--- BEGIN ---
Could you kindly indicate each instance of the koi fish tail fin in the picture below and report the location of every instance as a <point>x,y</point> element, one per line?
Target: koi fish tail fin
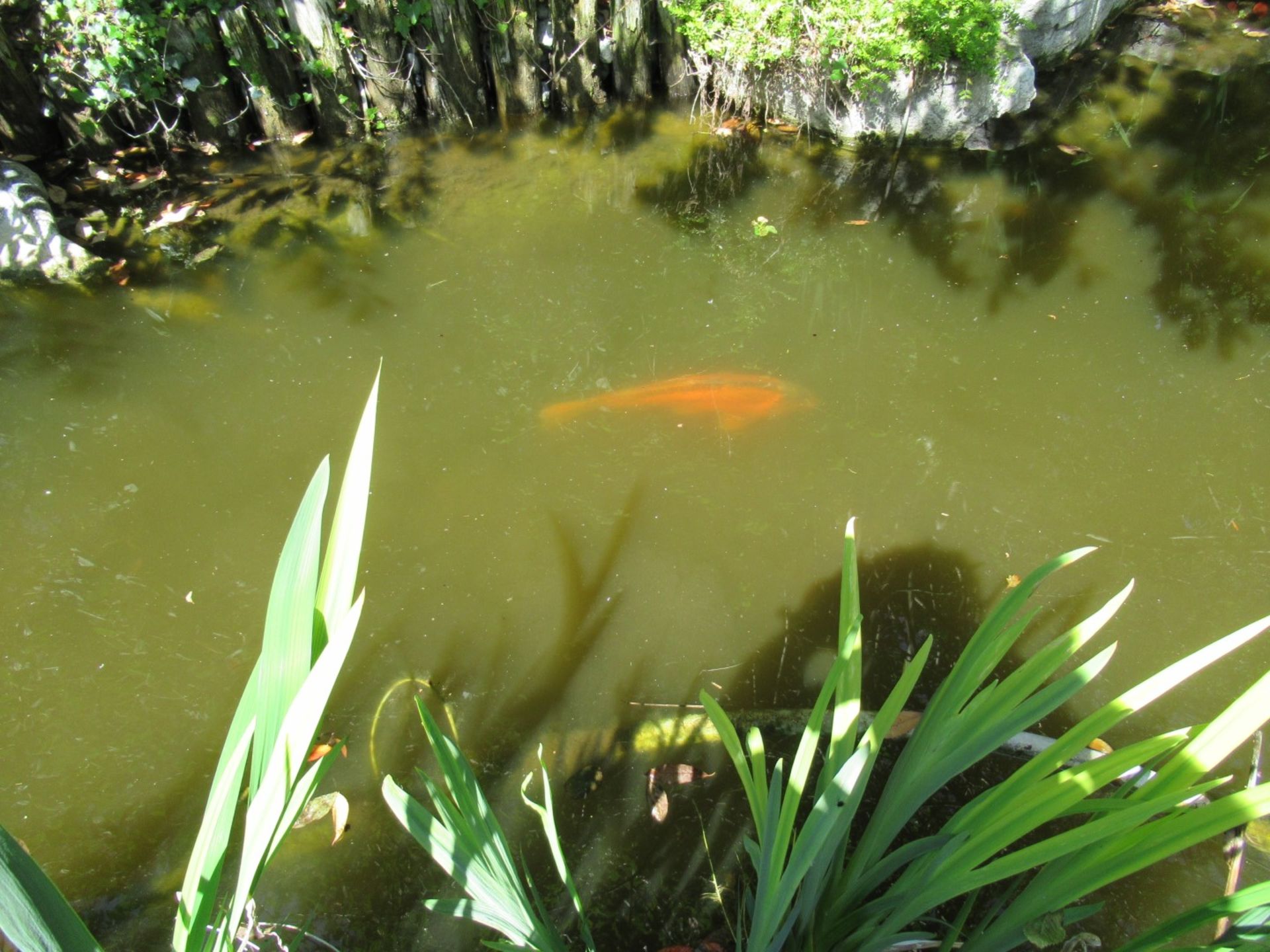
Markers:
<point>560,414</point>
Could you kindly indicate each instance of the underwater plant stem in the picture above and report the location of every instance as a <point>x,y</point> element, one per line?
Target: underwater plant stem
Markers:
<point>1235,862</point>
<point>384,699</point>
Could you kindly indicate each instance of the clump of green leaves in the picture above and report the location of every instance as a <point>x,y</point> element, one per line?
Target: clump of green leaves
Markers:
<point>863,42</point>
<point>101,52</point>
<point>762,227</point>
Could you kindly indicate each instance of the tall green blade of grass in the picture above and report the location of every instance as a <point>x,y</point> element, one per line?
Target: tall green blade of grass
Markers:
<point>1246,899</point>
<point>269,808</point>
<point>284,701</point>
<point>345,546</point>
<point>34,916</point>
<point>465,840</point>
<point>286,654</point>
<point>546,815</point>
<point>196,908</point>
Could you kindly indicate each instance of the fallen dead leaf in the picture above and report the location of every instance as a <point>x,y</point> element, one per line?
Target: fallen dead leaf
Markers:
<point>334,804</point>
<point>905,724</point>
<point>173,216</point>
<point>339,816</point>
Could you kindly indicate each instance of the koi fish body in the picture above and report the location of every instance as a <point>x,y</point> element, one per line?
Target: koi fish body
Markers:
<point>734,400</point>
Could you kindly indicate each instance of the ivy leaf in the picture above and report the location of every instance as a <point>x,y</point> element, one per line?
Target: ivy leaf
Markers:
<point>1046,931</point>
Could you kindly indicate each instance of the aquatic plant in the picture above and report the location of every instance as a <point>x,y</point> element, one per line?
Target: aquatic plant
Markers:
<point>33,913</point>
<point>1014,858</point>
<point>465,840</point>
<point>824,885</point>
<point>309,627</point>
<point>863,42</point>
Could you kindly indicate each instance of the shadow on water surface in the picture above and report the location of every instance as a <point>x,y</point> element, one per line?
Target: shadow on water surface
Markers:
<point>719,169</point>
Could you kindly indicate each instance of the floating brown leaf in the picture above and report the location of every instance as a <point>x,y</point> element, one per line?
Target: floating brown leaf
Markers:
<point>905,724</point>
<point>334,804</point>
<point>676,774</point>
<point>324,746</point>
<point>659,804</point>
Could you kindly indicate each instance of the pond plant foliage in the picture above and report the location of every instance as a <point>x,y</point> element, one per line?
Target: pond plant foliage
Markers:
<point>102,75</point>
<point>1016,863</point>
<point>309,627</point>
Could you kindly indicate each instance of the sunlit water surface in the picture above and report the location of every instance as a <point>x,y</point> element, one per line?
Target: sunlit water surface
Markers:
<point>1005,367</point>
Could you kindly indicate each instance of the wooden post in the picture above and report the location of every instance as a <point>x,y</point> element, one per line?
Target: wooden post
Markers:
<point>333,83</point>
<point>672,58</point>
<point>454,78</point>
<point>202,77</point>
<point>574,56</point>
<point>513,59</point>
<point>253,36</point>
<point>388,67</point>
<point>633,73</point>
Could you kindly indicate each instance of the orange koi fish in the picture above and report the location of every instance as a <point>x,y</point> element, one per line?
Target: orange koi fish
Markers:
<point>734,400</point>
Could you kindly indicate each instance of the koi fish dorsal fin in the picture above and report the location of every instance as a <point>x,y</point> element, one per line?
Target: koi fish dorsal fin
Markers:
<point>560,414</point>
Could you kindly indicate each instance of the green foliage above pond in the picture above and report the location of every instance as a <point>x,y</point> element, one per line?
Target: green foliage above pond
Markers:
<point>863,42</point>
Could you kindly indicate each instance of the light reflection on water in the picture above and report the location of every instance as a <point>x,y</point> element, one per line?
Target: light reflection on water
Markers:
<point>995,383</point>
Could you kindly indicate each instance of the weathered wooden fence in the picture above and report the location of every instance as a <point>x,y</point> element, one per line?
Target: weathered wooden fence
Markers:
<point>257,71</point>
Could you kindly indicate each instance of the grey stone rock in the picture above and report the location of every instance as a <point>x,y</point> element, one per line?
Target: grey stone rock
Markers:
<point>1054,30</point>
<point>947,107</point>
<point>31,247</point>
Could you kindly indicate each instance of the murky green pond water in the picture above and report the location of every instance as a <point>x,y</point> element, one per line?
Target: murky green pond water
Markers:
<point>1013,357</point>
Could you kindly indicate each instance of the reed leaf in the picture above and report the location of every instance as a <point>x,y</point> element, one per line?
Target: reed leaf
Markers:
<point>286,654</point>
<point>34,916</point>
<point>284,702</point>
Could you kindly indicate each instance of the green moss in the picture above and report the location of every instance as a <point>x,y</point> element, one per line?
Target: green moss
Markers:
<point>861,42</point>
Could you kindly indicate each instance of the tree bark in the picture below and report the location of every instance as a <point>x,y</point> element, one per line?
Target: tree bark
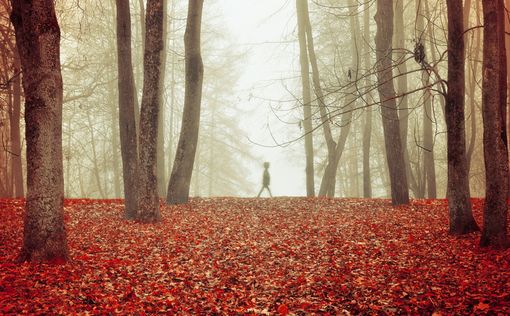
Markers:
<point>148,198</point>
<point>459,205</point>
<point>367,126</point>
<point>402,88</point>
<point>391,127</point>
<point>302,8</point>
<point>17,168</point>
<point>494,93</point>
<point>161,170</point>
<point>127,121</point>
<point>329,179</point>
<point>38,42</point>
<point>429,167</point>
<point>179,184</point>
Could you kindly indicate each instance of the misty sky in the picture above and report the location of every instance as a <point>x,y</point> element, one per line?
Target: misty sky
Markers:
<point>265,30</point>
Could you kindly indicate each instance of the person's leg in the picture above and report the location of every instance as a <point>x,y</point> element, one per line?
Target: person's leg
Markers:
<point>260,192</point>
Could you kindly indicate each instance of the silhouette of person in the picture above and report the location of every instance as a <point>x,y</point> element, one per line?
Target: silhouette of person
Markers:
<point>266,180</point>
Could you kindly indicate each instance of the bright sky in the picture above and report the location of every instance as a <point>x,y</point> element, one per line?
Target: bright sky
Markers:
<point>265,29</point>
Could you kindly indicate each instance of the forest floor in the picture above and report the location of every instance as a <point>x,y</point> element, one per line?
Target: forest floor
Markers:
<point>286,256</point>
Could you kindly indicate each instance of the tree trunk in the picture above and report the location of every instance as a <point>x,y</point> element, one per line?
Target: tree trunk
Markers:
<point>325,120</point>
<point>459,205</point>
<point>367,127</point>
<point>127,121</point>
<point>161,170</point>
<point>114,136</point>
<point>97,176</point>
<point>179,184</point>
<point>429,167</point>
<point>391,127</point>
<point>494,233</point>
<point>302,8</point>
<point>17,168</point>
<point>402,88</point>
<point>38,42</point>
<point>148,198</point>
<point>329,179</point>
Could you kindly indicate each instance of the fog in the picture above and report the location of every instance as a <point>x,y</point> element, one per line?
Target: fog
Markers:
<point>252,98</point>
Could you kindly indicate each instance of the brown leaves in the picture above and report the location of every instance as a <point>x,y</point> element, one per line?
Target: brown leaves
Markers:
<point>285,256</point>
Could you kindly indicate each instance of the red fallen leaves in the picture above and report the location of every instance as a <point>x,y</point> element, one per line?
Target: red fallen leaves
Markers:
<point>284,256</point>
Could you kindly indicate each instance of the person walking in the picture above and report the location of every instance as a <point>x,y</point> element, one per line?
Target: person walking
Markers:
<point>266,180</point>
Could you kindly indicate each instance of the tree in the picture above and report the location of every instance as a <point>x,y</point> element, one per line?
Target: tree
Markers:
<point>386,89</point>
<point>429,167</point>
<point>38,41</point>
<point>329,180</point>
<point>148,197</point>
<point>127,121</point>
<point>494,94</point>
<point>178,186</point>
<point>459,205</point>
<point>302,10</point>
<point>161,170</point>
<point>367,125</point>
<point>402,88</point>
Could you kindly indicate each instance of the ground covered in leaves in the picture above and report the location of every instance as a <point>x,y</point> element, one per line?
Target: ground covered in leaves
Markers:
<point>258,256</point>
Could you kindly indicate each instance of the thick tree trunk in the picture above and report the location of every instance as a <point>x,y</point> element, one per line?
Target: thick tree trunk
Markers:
--- END ---
--- BEGIN ---
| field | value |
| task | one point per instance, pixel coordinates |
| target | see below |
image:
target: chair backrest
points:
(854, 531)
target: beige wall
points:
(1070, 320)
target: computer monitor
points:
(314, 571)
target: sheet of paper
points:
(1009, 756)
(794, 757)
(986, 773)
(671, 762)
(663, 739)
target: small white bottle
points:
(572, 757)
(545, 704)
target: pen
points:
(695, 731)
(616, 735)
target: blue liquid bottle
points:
--- END ---
TASK DETAILS: Please format everything in the items above from the line containing "Could you kindly indicate each instance of the koi fish body" down to the line containing "<point>1046,931</point>", both included, as a numbered list, leaving out any blank lines.

CORRECT OUTPUT:
1. Could you kindly indicate each instance of the koi fish body in the picture above and report the location of every instance as a <point>x,y</point> element, one per line?
2. Target: koi fish body
3. Markers:
4. <point>734,400</point>
5. Could you kindly indicate each instance of the ivy leaf in the picture above and report the location of every instance as a <point>x,y</point> element, one per line?
6. Target: ivy leaf
7. Markers:
8. <point>1046,931</point>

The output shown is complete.